• **TASK TO CARRY OUT**: Name every person the publisher's synopsis of the Enron book lists as one of its characters in the bulleted list.

• **SELECTED EXTRACT**:
start

The Smartest Guys in the Room: The Amazing Rise and Scandalous Fall of Enron Cover

 

Synopses & Reviews

Publisher Comments:

Until the spring of 2001, the Houston energy giant Enron epitomized the triumph of the new economy. Feared by rivals, worshiped by investors, Enron seemingly could do no wrong. Its profits rose every quarter; its stock price surged ever upward; its leaders were hailed as visionaries.

Then a young Fortune writer named Bethany McLean wrote an article posing a simple question — How, exactly, does Enron make its money? — and the company's house of cards began to collapse. Though other business scandals would follow, none has had the shattering effect of Enron's bankruptcy, which caused Americans to lose faith in a system that rewarded top insiders with millions of dollars while small investors, including many Enron employees, lost everything.

Despite enormous media coverage of Enron, the definitive story of its astonishing rise and fall comes alive for the first time in this gripping narrative, by McLean and her Fortune colleague Peter Elkind. Drawing on a wide range of private documents and well-placed sources, many of them exclusive, McLean and Elkind lead you behind closed doors and deep into Enron's past, to pierce the veil of secrecy that has surrounded the company's inner workings and corrupt culture.

The Smartest Guys in the Room is fundamentally a human drama — of people drunk on their own success, people so ambitious, so certain of their own brilliance, so fueled by greed and hubris that they believed they could fool the world. The book explores the motives, thoughts, and secret fears of a fascinating array of characters, including:

  • Ken Lay, the genial but clueless CEO who reveled in the trappings of his office but ducked the responsibilities. From the earliest days of Enron, his weakness allowed greedy lieutenants to run amok.
  • Jeff Skilling, the brooding, mercurial genius who was the architect of Enron's greatest triumphs — and its ultimate disgrace. "I am Enron," he once boasted. As the company unraveled, so did Skilling.
  • Rebecca Mark, the glamorous "It" girl of Enron International who raced around the globe in high style and battled Skilling for control of the company.
  • Andy Fastow, the brutally ambitious, deeply insecure whiz kid. Inside Enron his colleagues marveled at how his complex schemes allowed the company to scam Wall Street — not realizing that he was secretly scamming Enron.
  • Ken Rice, the Midwestern farm boy who was seduced by Enron's fast-money culture and who cashed in while hyping a high-tech business that didn't exist.
  • Cliff Baxter, the manic deal maker and Skilling confidant who resented Fastow's murky self-dealing. "He's a goddamn master criminal," Baxter would rail.

end

• **SUPPLIED INFORMATION**:

start

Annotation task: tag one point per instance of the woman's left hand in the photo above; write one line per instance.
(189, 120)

end

• **ANSWER FOR THIS EXERCISE**: Ken Lay, Jeff Skilling, Rebecca Mark, Andy Fastow, Ken Rice, Cliff Baxter